GIVEN INFORMATION Block Start
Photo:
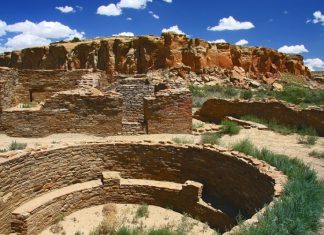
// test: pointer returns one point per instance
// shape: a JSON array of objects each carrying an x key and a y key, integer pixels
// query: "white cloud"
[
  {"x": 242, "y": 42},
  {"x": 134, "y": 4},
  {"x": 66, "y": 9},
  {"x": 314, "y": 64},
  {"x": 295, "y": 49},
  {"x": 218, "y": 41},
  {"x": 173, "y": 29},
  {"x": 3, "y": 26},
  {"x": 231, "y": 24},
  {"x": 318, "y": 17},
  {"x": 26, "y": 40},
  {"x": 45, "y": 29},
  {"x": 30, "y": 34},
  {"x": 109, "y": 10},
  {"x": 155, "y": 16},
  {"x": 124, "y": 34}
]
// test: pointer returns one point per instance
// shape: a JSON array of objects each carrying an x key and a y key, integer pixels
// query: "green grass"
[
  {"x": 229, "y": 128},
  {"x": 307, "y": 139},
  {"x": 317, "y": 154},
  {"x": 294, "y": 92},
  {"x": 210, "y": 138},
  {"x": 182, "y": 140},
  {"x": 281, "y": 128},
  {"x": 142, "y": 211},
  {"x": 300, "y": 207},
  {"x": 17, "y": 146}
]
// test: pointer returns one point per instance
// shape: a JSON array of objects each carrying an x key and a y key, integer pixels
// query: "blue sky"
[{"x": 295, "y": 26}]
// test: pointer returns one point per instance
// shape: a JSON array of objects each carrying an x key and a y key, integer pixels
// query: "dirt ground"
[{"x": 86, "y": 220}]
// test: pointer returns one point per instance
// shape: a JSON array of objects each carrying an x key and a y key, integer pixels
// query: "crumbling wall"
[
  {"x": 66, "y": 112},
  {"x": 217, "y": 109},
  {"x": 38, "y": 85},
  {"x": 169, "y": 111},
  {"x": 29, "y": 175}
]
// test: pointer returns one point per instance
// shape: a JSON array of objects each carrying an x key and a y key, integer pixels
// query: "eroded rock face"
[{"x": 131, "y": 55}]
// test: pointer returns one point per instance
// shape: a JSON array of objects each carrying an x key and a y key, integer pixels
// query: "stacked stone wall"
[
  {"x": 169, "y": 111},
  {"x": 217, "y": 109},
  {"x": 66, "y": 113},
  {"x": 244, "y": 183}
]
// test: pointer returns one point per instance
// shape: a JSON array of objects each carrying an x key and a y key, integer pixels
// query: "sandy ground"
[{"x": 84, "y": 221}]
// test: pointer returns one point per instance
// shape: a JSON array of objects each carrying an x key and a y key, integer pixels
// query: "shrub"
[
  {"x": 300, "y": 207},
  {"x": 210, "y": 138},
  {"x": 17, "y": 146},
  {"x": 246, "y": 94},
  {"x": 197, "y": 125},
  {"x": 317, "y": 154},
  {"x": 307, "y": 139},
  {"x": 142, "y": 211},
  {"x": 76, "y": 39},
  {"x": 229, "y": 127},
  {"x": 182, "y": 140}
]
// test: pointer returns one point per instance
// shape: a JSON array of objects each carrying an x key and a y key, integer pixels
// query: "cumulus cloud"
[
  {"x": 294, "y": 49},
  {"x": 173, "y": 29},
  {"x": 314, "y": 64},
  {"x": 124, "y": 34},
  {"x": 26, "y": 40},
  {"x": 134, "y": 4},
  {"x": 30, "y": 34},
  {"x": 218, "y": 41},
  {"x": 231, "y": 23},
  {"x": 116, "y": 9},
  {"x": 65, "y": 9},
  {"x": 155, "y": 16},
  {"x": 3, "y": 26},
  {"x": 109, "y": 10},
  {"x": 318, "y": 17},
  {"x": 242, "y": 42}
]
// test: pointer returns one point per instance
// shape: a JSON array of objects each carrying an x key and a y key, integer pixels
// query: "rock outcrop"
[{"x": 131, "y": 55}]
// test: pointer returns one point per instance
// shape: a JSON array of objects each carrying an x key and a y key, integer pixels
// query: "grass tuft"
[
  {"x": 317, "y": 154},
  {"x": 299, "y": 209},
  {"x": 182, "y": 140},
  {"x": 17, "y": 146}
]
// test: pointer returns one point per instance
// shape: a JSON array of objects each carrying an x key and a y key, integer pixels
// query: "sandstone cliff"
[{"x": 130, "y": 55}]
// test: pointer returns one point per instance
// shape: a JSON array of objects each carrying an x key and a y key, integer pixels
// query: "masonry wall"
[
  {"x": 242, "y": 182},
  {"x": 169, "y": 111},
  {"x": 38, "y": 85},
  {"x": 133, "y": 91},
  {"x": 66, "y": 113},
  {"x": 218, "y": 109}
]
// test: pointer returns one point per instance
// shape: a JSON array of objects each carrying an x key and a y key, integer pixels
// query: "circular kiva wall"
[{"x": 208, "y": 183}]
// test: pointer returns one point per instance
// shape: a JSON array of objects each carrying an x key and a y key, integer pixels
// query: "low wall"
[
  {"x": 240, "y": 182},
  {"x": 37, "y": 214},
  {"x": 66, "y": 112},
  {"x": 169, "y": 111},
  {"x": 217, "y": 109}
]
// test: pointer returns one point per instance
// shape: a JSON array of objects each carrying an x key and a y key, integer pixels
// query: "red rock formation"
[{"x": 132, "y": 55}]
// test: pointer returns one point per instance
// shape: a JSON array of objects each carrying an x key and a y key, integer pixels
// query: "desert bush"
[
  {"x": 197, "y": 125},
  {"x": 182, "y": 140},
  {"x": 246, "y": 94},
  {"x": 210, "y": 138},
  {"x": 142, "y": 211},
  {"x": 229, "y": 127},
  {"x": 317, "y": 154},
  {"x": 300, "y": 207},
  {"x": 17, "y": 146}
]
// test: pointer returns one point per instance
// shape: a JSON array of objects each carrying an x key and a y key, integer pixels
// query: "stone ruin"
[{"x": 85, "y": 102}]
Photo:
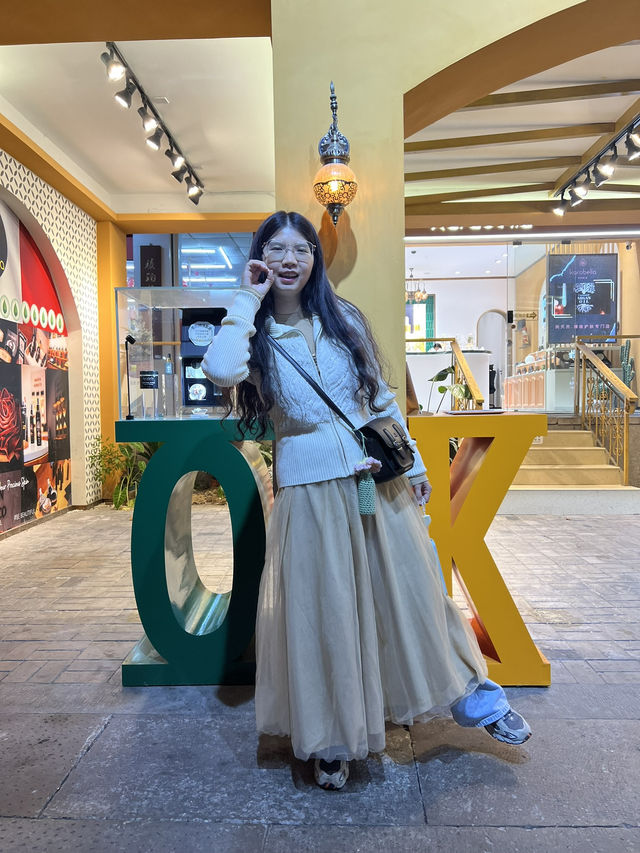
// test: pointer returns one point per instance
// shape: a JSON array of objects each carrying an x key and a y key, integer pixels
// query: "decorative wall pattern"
GIVEN INFORMATION Block End
Before writing out the material above, please remove its pictures; everything else stays exact.

● **ANSWER AREA**:
Photo:
// test: pointer returns one point per instance
// shape: a JSON array of objects each carrying an x key and a y key, integer pixels
// query: "white cloud"
[
  {"x": 242, "y": 42},
  {"x": 134, "y": 4},
  {"x": 66, "y": 9},
  {"x": 314, "y": 64},
  {"x": 295, "y": 49},
  {"x": 218, "y": 41},
  {"x": 173, "y": 29},
  {"x": 3, "y": 26},
  {"x": 231, "y": 24},
  {"x": 318, "y": 17},
  {"x": 26, "y": 40},
  {"x": 45, "y": 29},
  {"x": 30, "y": 34},
  {"x": 109, "y": 10},
  {"x": 155, "y": 16},
  {"x": 124, "y": 34}
]
// test: pointer returns one point per instance
// shape: a JSON array of objects each carrying an x key and a y key, integer pixels
// query: "green grass"
[
  {"x": 229, "y": 128},
  {"x": 307, "y": 139},
  {"x": 317, "y": 154},
  {"x": 294, "y": 92},
  {"x": 210, "y": 138},
  {"x": 182, "y": 140},
  {"x": 281, "y": 128},
  {"x": 142, "y": 211},
  {"x": 300, "y": 207},
  {"x": 17, "y": 146}
]
// test: pointer returns one point per instance
// shape: a JSON array of objects each carrying an x key and a y key, integer pixels
// query: "blue sky"
[{"x": 295, "y": 26}]
// test: pointer returns one point per instance
// shape: a JSON array of objects each carrying an x key and a y key, integer pixels
// query: "dirt ground"
[{"x": 86, "y": 220}]
// test: pointer returns one point per instance
// shape: a JSON array of objects each carrying an x key and a y key, integer pixels
// query: "crumbling wall"
[
  {"x": 66, "y": 112},
  {"x": 217, "y": 109},
  {"x": 38, "y": 85},
  {"x": 169, "y": 111},
  {"x": 29, "y": 175}
]
// test: pointer returns one point per instance
// shape: a JSON array of objects each carrying an x key and a y key, integer pixels
// query: "eroded rock face"
[{"x": 131, "y": 55}]
// test: pointer returns one point per instance
// shape: a JSON array of objects each carrying an x key and a y key, integer pixels
// query: "stacked stone wall"
[
  {"x": 169, "y": 111},
  {"x": 217, "y": 109},
  {"x": 66, "y": 113},
  {"x": 244, "y": 183}
]
// test: pointer returns one point per instance
// shape: a JSON array of objects each carrying an x key and a y key, integer pixels
// query: "sandy ground"
[{"x": 84, "y": 221}]
// test: pointer returns one point per instance
// shape: a JSON array of objects each carrying an x key and a y key, integer pixels
// query: "shrub"
[
  {"x": 300, "y": 207},
  {"x": 210, "y": 138},
  {"x": 17, "y": 146},
  {"x": 246, "y": 94},
  {"x": 197, "y": 125},
  {"x": 317, "y": 154},
  {"x": 307, "y": 139},
  {"x": 142, "y": 211},
  {"x": 76, "y": 39},
  {"x": 229, "y": 127},
  {"x": 182, "y": 140}
]
// test: pointer returns one point per instance
// shape: a JSON array of objects each carrying an x key and a y key, integer pixels
// query: "cumulus cloud"
[
  {"x": 294, "y": 49},
  {"x": 173, "y": 29},
  {"x": 314, "y": 64},
  {"x": 124, "y": 34},
  {"x": 26, "y": 40},
  {"x": 134, "y": 4},
  {"x": 30, "y": 34},
  {"x": 218, "y": 41},
  {"x": 231, "y": 23},
  {"x": 116, "y": 9},
  {"x": 65, "y": 9},
  {"x": 155, "y": 16},
  {"x": 3, "y": 26},
  {"x": 109, "y": 10},
  {"x": 318, "y": 17},
  {"x": 242, "y": 42}
]
// test: pointer returns one point per instance
// shape: a JSON array of objects each carrying an x key and a y key, integer pixels
// query: "rock outcrop"
[{"x": 131, "y": 55}]
// test: pointer returns one point per instance
// shape: a JSON array of objects each carrying an x key and a y key, integer pixels
// query: "grass tuft"
[
  {"x": 317, "y": 154},
  {"x": 299, "y": 209},
  {"x": 182, "y": 140},
  {"x": 17, "y": 146}
]
// test: pointer returns one point per instance
// shape: a JSON array of objects each carrying an x key and a y key, integer pixels
// query: "sandstone cliff"
[{"x": 130, "y": 55}]
// test: pointer returns one point per instance
// shape: a JSON array of objects each carrying an x key and a y key, integer pixels
// query: "masonry wall"
[
  {"x": 242, "y": 182},
  {"x": 169, "y": 111},
  {"x": 38, "y": 85},
  {"x": 133, "y": 91},
  {"x": 66, "y": 113},
  {"x": 218, "y": 109}
]
// test: pointer returns one point per instance
// shape: a JSON array of objects each carrying an x key and a y key, integer pixels
// query: "circular kiva wall"
[{"x": 208, "y": 183}]
// test: pointer returns one point per instance
// shape: a JSON array of objects each carrying an x key and a y key, integer pixels
// query: "low wall"
[
  {"x": 240, "y": 182},
  {"x": 37, "y": 214},
  {"x": 66, "y": 112},
  {"x": 169, "y": 111},
  {"x": 217, "y": 109}
]
// test: pointer returns one point per instance
// shape: a JSON array of objects each carrying an x key and a y key, integer pixels
// query: "red rock formation"
[{"x": 132, "y": 55}]
// test: pointer returns one point per instance
// shape: a JSON array of objects each carrying an x key and a y key, integer pixels
// query: "desert bush"
[
  {"x": 197, "y": 125},
  {"x": 182, "y": 140},
  {"x": 246, "y": 94},
  {"x": 210, "y": 138},
  {"x": 142, "y": 211},
  {"x": 229, "y": 127},
  {"x": 317, "y": 154},
  {"x": 300, "y": 207},
  {"x": 17, "y": 146}
]
// test: pointer returns one point per instance
// shape: a JSON array of objects each carrying an x key and a y key, integer pixels
// query: "stone ruin"
[{"x": 85, "y": 102}]
Photo:
// test: pointer returns one point per instance
// shape: a JSON array of objects each carrying an x key and a y key, integer pixels
// query: "decorative wall pattern"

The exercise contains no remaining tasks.